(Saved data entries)
=== Section Start ===
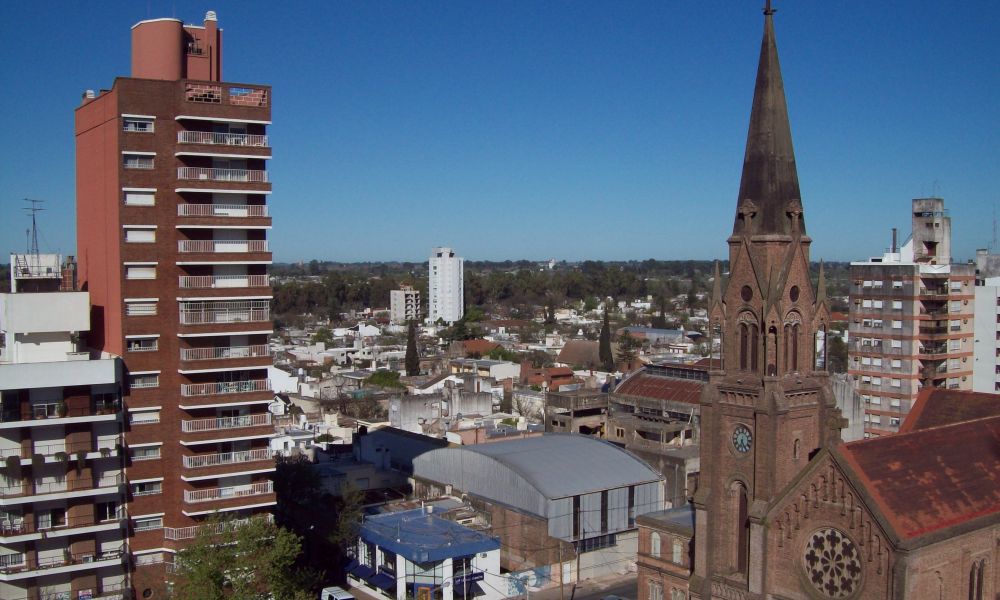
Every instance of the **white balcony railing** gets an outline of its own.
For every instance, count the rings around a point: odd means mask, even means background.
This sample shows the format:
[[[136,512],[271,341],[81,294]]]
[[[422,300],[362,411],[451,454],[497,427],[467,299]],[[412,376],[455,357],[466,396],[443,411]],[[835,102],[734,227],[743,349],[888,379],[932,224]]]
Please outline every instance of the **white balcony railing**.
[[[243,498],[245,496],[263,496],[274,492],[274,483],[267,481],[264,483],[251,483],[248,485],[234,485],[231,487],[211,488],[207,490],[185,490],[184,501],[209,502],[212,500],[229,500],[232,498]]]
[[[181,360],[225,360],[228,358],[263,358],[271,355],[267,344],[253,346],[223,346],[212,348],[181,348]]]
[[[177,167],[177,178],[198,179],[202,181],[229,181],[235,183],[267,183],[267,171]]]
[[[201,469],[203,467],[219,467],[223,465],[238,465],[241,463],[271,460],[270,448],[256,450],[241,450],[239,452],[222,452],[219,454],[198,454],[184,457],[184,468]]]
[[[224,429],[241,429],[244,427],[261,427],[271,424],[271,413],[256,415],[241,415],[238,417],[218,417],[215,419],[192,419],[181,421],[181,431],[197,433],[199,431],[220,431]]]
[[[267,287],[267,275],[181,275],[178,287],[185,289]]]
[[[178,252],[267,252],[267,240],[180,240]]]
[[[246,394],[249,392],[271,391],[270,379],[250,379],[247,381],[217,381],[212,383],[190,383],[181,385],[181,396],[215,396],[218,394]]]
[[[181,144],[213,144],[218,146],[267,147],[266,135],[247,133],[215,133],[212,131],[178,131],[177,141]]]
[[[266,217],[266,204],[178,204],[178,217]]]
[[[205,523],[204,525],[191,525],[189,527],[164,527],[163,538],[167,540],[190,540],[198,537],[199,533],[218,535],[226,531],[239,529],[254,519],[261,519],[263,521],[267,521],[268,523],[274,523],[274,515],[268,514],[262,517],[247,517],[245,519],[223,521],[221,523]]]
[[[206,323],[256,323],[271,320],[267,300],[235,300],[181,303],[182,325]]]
=== Section End ===
=== Section Start ===
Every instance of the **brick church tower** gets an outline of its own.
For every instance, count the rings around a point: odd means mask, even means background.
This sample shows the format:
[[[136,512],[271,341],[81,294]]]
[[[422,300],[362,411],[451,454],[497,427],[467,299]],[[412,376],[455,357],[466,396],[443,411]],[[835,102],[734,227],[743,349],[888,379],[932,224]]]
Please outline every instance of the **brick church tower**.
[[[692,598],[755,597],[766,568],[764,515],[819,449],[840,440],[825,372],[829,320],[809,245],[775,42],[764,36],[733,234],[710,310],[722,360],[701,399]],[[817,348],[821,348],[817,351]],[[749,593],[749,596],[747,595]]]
=== Section End ===
Which lines above hold the string "gets"? Copy every one of them.

→ COMPLETED EXERCISE
Every instance of the **white balcony railing** gets an outline of its own.
Every instance of the **brick church tower** gets an outline of its own.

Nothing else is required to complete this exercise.